__Aim__.
Reproduce only the lines of the data from the one containing "Tag every instance of the barber's forearm" through the one containing "x=442 y=428", swapping "face mask" for "face covering" and keeping everything else the same.

__Records supplied__.
● ● ● ●

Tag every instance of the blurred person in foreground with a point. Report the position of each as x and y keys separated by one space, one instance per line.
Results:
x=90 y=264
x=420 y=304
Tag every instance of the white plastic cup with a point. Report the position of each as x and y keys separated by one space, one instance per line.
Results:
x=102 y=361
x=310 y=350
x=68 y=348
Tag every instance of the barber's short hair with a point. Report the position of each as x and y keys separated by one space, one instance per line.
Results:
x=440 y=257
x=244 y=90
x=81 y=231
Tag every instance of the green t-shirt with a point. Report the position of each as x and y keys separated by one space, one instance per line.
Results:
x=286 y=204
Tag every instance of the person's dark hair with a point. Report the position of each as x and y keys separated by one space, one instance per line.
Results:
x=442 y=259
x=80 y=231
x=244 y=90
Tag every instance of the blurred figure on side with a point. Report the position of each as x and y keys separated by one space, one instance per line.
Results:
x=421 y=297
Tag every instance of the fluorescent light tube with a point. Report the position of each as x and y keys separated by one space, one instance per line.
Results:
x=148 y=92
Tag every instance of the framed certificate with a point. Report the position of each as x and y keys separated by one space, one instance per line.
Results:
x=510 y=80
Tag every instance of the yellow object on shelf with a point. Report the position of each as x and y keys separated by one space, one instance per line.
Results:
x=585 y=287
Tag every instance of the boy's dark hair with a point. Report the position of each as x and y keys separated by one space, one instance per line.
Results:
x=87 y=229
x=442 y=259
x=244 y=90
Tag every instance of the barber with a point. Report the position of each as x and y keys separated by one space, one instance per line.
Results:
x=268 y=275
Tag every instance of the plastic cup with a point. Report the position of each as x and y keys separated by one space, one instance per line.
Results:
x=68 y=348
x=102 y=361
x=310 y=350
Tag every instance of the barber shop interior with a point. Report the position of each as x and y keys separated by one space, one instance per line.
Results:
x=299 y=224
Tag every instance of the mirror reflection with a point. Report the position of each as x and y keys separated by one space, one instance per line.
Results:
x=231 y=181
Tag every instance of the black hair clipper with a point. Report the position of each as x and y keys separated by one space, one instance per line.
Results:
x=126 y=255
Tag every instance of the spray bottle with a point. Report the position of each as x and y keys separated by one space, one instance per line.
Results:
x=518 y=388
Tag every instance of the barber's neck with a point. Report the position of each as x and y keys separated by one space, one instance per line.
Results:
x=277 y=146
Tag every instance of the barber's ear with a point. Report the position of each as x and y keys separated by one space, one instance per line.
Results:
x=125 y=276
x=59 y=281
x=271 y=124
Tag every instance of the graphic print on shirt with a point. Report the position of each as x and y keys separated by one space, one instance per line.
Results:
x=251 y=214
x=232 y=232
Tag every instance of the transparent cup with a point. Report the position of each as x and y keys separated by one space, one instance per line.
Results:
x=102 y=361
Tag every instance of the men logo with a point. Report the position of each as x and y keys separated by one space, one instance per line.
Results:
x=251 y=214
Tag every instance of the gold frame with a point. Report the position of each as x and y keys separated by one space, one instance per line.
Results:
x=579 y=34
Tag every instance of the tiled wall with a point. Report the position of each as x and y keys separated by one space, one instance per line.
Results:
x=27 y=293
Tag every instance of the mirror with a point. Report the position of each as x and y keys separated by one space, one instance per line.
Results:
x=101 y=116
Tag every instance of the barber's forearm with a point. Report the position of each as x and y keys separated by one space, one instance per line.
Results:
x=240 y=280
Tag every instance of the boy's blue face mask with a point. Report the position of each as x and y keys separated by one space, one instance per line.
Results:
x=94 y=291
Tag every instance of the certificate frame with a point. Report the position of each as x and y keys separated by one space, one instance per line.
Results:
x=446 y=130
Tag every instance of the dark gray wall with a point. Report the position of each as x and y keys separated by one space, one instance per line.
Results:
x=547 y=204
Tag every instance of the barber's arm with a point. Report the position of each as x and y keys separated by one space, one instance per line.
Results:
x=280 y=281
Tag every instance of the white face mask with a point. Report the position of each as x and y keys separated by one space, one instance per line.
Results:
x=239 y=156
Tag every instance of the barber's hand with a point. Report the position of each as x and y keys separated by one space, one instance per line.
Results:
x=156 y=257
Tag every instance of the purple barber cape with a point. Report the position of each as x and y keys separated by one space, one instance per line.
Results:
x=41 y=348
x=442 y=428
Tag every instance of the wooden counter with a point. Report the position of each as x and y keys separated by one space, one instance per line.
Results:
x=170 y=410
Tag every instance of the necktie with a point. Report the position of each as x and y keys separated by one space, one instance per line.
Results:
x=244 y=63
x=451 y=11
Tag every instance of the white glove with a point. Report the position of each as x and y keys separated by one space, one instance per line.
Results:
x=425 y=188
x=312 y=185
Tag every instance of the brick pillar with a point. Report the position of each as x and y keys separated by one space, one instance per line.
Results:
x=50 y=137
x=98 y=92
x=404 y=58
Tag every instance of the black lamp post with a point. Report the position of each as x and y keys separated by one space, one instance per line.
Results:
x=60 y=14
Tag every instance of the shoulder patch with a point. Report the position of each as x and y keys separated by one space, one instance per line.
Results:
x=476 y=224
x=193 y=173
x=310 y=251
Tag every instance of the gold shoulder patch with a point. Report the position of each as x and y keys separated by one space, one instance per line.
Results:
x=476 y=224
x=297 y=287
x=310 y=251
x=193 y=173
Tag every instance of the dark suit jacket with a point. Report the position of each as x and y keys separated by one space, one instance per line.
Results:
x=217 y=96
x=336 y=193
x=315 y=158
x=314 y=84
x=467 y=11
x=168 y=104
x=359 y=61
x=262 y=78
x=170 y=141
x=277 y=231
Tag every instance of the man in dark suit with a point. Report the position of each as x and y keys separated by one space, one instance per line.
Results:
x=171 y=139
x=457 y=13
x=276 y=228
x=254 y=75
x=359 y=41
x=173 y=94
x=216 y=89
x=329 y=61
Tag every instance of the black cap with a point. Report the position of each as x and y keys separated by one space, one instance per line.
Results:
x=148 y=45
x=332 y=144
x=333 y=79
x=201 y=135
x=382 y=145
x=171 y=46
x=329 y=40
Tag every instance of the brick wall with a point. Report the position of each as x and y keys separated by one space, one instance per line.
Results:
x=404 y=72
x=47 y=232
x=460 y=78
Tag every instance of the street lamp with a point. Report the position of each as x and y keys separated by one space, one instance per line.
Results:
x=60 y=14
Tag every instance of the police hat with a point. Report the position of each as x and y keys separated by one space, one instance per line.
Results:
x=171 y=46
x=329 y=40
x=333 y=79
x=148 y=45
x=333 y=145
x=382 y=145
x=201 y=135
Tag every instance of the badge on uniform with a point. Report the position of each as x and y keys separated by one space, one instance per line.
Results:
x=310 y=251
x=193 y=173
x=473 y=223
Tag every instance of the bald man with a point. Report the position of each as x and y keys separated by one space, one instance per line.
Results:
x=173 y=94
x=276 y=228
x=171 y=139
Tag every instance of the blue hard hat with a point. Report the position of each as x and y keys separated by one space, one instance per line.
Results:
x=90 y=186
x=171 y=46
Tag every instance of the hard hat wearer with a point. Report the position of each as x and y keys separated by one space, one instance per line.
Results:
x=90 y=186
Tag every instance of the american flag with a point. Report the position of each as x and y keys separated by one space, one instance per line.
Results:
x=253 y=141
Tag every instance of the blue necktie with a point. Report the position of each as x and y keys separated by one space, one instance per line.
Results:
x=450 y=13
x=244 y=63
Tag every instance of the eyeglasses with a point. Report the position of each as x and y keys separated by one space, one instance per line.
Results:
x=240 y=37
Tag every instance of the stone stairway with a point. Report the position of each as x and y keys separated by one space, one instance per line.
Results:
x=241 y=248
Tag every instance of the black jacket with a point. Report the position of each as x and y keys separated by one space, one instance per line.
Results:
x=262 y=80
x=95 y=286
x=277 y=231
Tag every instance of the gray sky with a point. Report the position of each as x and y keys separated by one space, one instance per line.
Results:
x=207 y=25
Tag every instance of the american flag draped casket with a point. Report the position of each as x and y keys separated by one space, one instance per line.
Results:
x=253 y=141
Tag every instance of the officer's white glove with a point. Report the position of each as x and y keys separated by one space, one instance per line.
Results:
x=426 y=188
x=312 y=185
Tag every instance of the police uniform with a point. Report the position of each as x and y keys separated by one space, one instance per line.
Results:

● ● ● ●

__Solution to this exercise__.
Tag every instance of the barber's forearm with a point. Report the position of each as x and y keys separated by one space, one instance per line.
Results:
x=240 y=280
Tag every instance of the boy's blue face covering with a point. Report the position of each as x and y keys separated by one space, one instance per line.
Results:
x=94 y=291
Tag every instance of the certificate frame with a point. Report the position of each as x and y keys separated by one space, one instance per line.
Results:
x=446 y=130
Tag every instance of the dark gray wall with a point. Report the position of each as x and y keys separated by one space, one instance per line.
Results:
x=547 y=204
Tag every instance of the barber's arm with a point. Report the position of each as x and y keys separated by one space, one instance per line.
Results:
x=280 y=281
Tag every instance of the white face covering with a point. Report the position of each as x and y keys separated by one space, one instance per line.
Results:
x=239 y=156
Tag every instance of the barber's hand with a point. Report the position of each as x and y keys separated by one space, one instance per line.
Results:
x=156 y=257
Tag every instance of the purple barber cape with a point. Report the position of each as x and y keys separated by one space, one instance per line.
Results:
x=41 y=348
x=442 y=428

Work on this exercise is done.